#### Set task:
Reproduce the data below line for line, changing no character.

#### Source material:

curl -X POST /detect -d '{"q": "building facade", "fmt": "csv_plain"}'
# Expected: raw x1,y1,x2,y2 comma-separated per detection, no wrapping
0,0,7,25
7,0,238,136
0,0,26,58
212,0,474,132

#### The answer:
curl -X POST /detect -d '{"q": "building facade", "fmt": "csv_plain"}'
# Expected: raw x1,y1,x2,y2 comma-separated per detection, no wrapping
0,0,7,25
7,0,238,136
0,0,26,58
212,0,474,132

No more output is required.